Usando as informações:
**1.** No texto sobre o entregador Igor, onde ele se senta para comer antes do expediente?
**2.** Retome o texto sobre o entregador Igor a partir do ponto em que ele para.

── Trecho selecionado ──

São 11h30 de uma terça-feira. Encontro Igor esperando a distribuição de comida que uma igreja promove. Na longa fila, há moradores de rua, desempregados e entregadores de aplicativos, como ele. Um homem lhe dá o isopor com arroz e salsicha que estava no porta-malas do carro estacionado ali, e o garoto se senta em um banco do Largo da Batata, na zona Oeste de São Paulo, para se alimentar antes do expediente.
"No ano passado, repeti o 2º ano do ensino médio e já nem me matriculei depois. Só ia bem em geografia. Nas outras matérias não dava nada certo. Nem dividir eu sei direito. Desanimei geral", conta Igor Vidal de Souza, 18.
Almoçando junto, um companheiro mais veterano na entrega protesta: "Ô, moleque, tem que estudar. Se não, não cola mais com a gente."

───
── Conteúdo dos dados ──

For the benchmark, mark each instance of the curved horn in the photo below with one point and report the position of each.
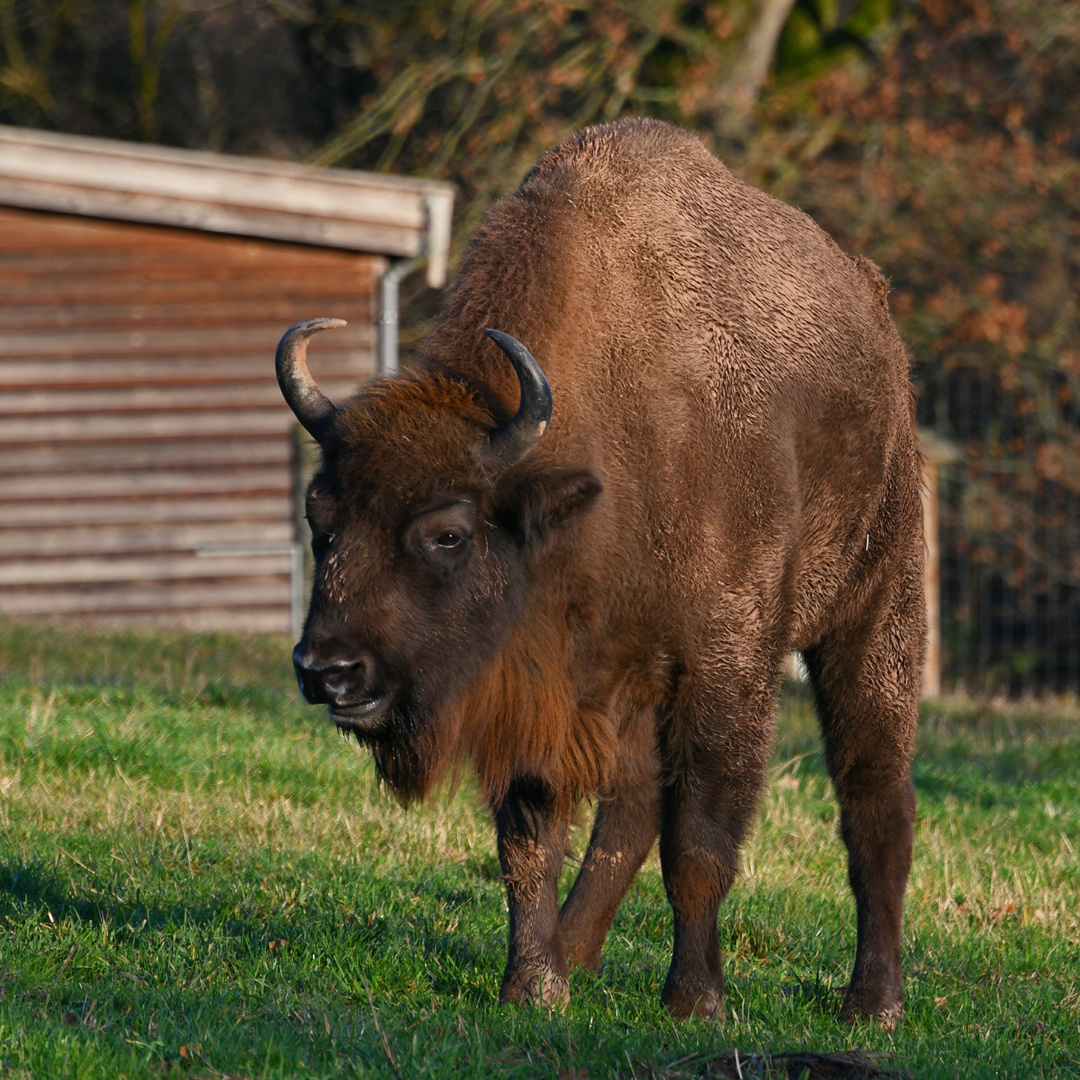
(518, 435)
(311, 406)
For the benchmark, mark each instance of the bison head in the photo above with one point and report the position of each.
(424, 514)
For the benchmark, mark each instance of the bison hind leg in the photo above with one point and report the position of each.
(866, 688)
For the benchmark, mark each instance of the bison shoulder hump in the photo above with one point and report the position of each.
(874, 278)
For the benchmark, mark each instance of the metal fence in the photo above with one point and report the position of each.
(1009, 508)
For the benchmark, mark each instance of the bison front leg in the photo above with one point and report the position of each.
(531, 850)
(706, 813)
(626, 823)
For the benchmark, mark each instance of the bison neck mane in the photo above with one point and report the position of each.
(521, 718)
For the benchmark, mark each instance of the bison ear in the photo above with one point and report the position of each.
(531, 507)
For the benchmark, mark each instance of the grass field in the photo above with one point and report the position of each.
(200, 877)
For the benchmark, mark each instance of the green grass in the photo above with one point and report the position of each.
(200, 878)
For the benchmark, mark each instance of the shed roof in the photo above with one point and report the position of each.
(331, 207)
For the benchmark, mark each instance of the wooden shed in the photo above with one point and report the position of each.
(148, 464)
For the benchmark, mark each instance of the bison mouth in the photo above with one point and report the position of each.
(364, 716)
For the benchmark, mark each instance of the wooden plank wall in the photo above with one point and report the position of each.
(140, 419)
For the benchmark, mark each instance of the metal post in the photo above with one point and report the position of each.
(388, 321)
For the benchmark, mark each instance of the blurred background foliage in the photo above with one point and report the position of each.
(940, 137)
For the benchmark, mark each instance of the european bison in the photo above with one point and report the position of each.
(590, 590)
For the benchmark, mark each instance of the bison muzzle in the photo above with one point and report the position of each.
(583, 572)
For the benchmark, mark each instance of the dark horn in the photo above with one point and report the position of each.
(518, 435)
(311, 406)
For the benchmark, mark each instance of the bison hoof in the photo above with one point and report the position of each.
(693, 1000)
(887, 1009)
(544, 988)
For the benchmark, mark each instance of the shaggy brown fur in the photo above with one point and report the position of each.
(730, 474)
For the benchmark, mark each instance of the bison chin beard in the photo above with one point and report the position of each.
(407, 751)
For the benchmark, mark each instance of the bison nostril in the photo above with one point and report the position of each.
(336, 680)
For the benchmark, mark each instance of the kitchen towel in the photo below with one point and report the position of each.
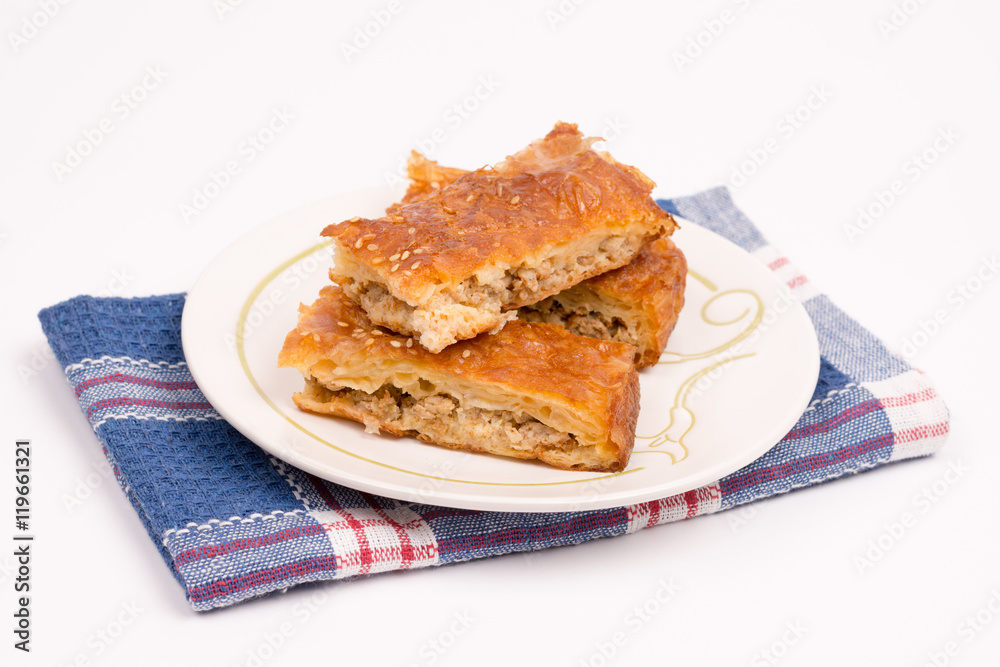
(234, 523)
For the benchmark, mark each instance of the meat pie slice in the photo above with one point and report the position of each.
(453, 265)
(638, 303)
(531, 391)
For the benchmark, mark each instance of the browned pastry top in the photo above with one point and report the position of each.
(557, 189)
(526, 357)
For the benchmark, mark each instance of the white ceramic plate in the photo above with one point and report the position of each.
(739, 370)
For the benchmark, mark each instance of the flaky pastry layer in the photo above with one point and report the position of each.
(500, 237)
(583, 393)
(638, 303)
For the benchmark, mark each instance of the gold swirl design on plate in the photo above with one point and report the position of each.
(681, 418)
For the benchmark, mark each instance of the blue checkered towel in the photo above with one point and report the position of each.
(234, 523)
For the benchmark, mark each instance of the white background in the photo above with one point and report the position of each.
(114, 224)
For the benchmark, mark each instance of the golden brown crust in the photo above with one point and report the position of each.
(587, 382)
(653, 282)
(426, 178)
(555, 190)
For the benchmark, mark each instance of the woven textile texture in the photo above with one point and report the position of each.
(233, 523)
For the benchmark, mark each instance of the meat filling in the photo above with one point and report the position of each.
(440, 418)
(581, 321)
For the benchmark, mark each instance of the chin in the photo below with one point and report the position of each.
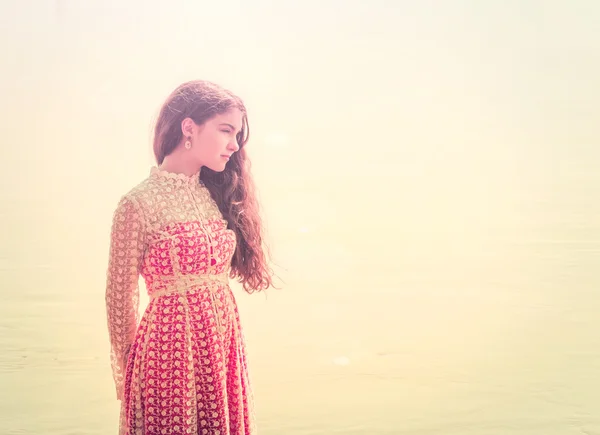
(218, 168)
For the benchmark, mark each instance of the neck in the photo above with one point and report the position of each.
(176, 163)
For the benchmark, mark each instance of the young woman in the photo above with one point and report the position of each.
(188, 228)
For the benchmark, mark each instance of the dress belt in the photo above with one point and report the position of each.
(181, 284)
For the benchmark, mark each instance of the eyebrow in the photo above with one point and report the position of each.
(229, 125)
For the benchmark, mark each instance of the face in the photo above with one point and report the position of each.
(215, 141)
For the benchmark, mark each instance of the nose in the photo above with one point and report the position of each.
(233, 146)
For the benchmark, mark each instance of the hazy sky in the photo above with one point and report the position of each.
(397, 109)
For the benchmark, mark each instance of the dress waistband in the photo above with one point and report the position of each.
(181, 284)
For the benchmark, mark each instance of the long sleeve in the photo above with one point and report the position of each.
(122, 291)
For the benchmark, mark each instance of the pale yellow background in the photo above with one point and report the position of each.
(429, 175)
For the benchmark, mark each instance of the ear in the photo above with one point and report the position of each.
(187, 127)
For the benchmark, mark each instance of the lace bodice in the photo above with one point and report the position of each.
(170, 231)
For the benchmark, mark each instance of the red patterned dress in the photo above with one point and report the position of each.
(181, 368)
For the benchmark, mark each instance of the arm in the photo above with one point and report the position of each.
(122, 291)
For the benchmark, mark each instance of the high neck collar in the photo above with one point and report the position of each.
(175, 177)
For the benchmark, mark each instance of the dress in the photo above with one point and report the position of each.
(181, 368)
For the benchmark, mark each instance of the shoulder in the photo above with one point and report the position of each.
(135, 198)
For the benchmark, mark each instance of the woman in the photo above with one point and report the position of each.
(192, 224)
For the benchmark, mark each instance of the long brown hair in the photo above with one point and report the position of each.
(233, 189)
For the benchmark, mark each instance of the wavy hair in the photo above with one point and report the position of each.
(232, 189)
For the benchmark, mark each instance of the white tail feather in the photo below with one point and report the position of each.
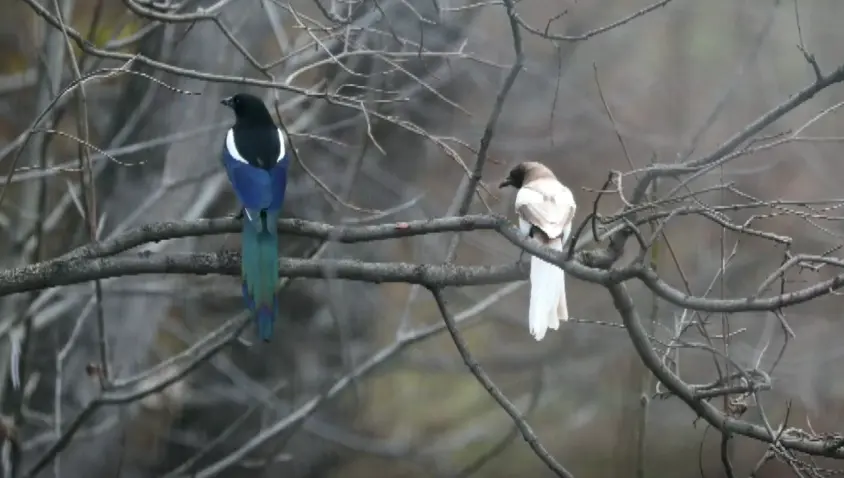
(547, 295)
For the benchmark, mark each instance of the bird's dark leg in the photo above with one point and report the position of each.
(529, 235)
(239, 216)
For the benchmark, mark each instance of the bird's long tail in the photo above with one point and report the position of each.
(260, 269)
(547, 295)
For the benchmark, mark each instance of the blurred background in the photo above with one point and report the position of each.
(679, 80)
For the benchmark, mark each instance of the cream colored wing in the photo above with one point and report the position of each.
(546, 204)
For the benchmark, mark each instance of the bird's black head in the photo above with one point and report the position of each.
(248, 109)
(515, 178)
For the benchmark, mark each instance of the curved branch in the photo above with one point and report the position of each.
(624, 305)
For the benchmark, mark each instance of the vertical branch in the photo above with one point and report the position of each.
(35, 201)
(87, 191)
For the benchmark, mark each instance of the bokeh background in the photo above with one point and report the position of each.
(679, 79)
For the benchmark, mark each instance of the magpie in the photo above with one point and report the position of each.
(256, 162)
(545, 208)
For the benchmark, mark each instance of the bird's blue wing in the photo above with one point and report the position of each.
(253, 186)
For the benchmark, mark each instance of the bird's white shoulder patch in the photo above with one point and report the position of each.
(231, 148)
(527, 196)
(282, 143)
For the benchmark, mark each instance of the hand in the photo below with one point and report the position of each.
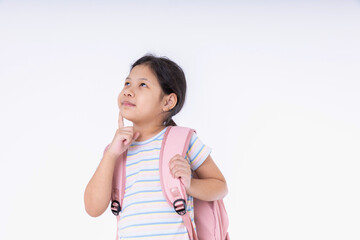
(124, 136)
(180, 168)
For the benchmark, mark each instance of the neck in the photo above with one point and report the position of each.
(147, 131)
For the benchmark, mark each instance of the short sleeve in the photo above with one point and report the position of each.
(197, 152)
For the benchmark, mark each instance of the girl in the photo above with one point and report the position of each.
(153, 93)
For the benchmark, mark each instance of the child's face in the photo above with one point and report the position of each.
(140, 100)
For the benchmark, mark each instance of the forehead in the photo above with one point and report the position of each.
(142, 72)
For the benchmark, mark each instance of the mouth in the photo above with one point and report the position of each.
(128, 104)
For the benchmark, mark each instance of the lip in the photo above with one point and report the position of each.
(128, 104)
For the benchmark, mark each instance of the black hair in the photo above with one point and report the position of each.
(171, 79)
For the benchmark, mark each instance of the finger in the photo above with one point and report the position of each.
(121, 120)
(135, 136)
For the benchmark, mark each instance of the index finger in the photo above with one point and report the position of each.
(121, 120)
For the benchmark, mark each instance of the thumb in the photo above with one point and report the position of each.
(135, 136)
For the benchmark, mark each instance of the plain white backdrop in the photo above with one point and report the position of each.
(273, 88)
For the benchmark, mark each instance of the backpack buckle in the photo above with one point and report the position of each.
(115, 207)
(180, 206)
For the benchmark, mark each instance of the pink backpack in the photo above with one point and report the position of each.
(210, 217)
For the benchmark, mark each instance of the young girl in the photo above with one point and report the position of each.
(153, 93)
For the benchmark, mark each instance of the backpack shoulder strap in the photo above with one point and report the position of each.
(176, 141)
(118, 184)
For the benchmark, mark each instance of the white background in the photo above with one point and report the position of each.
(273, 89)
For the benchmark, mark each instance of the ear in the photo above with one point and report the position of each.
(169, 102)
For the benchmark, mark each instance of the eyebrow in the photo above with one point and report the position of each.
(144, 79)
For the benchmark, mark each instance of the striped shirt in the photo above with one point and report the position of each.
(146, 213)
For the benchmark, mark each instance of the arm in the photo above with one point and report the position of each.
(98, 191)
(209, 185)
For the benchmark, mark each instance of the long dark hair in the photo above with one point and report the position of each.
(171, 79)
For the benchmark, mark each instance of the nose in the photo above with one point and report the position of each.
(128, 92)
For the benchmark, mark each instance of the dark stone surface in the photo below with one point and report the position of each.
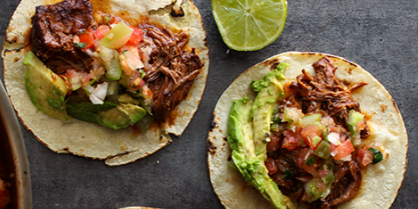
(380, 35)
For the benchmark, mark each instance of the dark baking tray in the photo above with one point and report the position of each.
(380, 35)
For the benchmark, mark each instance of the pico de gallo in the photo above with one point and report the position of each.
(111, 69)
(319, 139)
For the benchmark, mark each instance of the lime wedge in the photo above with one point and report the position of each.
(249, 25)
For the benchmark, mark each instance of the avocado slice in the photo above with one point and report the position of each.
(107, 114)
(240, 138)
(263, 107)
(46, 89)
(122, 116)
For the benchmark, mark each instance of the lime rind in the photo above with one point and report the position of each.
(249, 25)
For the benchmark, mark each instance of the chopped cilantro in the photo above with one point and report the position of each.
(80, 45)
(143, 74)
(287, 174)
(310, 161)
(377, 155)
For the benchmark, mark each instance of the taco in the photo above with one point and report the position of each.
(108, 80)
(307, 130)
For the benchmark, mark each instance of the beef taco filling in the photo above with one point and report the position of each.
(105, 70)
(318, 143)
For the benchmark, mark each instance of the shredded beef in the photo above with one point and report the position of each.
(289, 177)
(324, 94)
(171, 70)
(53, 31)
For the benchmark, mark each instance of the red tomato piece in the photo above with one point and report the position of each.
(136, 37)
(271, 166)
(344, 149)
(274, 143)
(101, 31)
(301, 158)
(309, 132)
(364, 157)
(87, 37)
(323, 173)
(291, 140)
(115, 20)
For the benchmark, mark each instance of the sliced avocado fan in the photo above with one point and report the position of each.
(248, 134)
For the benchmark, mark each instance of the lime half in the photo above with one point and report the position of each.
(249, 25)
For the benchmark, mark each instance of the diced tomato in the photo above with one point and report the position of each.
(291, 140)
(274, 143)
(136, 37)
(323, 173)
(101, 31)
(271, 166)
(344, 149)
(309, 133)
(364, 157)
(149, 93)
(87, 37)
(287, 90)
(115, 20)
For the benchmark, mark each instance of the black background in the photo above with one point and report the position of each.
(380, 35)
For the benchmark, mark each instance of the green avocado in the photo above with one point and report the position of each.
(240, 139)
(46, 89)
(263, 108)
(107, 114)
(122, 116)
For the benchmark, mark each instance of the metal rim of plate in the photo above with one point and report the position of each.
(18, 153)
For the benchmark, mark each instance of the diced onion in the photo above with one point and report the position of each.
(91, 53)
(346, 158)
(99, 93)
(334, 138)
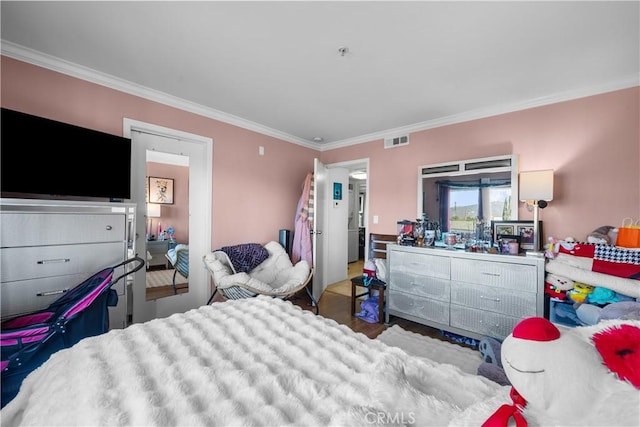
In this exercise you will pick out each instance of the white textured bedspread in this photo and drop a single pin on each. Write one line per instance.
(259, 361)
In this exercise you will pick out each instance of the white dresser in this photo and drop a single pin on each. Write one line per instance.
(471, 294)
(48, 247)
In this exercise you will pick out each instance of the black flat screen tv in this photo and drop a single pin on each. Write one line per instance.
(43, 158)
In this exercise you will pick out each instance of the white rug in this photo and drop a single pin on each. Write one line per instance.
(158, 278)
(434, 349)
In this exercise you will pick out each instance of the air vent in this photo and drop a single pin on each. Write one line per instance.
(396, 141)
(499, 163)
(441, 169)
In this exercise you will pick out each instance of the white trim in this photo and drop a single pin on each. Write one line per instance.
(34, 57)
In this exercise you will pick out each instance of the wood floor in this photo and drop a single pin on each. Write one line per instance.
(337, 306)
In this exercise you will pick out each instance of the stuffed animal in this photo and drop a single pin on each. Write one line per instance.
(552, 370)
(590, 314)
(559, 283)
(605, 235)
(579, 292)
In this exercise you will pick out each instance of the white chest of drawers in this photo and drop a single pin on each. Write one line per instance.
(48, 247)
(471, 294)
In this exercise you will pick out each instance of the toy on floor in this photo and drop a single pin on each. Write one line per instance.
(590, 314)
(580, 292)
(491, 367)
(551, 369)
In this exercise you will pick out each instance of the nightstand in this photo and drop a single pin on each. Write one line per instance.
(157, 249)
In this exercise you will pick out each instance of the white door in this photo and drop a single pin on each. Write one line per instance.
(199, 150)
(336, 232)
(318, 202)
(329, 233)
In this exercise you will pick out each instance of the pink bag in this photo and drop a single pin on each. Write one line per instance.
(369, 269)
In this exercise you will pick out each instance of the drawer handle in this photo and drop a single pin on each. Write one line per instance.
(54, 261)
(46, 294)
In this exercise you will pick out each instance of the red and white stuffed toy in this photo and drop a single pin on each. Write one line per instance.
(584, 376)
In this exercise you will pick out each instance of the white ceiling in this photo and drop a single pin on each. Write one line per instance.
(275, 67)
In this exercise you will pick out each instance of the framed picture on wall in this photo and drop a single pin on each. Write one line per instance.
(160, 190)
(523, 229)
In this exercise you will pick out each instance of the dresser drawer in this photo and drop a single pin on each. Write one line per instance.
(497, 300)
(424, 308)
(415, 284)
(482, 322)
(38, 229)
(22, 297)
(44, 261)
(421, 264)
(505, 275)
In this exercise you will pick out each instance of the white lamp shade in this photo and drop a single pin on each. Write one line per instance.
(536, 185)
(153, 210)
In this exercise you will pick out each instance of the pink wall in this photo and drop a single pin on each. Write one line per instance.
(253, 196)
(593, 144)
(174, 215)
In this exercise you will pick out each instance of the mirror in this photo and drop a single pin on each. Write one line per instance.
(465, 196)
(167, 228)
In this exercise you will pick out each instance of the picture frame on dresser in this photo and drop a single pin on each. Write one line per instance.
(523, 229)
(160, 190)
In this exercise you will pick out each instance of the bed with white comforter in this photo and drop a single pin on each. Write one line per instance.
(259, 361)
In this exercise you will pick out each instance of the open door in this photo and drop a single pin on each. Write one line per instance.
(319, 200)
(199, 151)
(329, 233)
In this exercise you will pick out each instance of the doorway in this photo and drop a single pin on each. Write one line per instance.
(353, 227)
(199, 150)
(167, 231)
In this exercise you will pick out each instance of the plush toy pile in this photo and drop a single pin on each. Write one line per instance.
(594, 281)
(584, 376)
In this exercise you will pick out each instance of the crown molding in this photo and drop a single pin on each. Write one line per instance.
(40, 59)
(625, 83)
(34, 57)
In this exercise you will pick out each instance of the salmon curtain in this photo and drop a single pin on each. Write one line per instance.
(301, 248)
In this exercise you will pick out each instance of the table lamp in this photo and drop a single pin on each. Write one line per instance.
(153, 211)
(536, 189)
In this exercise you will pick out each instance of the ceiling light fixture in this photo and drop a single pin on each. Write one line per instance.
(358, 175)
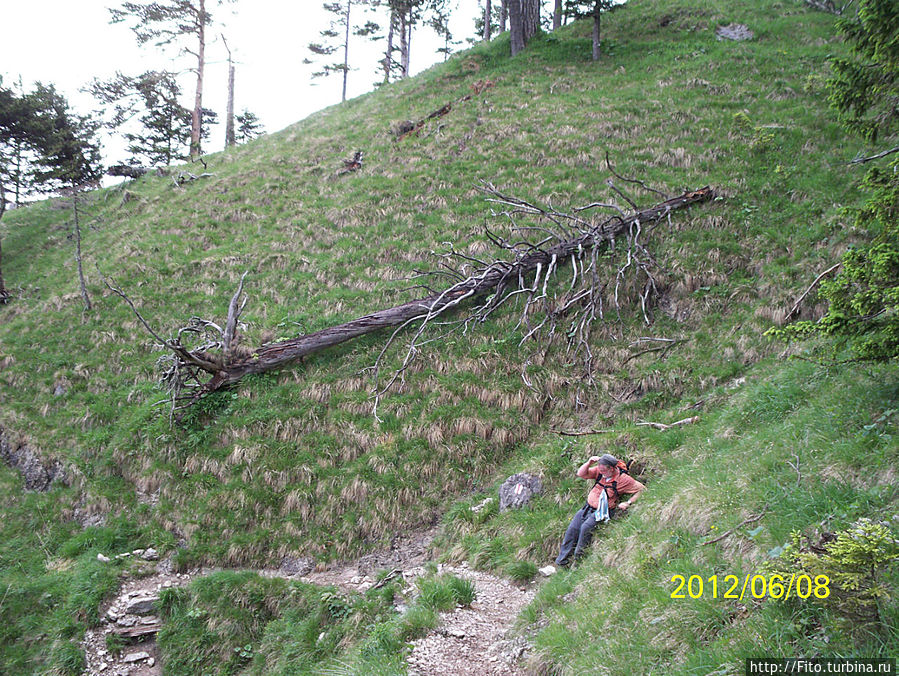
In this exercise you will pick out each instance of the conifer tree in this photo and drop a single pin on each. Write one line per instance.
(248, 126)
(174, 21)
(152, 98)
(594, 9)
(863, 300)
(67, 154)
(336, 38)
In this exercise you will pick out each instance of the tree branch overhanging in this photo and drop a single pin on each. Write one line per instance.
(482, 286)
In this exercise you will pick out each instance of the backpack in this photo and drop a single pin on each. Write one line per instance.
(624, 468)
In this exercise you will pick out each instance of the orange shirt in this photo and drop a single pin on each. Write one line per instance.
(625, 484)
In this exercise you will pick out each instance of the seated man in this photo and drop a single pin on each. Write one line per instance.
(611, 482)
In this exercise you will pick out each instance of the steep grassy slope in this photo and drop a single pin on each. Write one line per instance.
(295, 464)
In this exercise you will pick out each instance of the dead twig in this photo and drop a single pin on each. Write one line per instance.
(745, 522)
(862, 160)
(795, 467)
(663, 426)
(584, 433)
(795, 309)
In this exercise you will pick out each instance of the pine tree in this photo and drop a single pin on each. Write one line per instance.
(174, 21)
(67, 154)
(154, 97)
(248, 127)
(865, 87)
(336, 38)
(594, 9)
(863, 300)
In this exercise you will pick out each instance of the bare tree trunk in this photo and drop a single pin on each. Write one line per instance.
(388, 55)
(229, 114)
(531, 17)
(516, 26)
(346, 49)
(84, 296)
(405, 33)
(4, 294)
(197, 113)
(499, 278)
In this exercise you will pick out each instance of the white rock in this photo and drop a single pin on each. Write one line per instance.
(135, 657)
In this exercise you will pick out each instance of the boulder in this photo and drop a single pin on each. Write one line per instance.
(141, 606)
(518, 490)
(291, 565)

───

Problemas resolvidos:
**1.** Em um banco do Largo da Batata, na zona Oeste de São Paulo.

**2.**
Contrariado, Igor dá mais razões para o destino que lhe trouxe ali. "Tenho um filhinho de dois anos, pago pensão e ainda ajudo minha mãe em casa. Pedalando eu ganho um dinheirinho. Até sei consertar moto, mas nenhuma oficina na minha quebrada me arruma serviço. O jeito foi fazer entrega."
Ele mora no município de Carapicuíba, na Grande São Paulo, e pega dois trens para chegar a Pinheiros. Sai às 10h da manhã de casa e volta às 22h. Diz que tira 400 reais por semana, mas, descontada a condução e o aluguel da bicicleta, embolsa a metade.
"Tem amigo meu que abandonou o colégio desde a sexta série. Eu até que fui longe. Se arrumar um supletivo à noite, talvez eu volte a estudar. Mas agora não posso mais parar de trabalhar."
Igor faz seu expediente na avenida Faria Lima, a via que concentra as empresas das novas tecnologias e finanças. O garoto de 18 anos é o elo mais fraco desse mundo de serviços por aplicativo e empregos precarizados.
Um pouco mais tarde, às 13h30, encontro novamente com Igor. Dessa vez, ele está sentado no chão diante de um restaurante McDonald's, esperando algum pedido. "Já nem sonho o que quero ser. Queria só ganhar um pouco mais."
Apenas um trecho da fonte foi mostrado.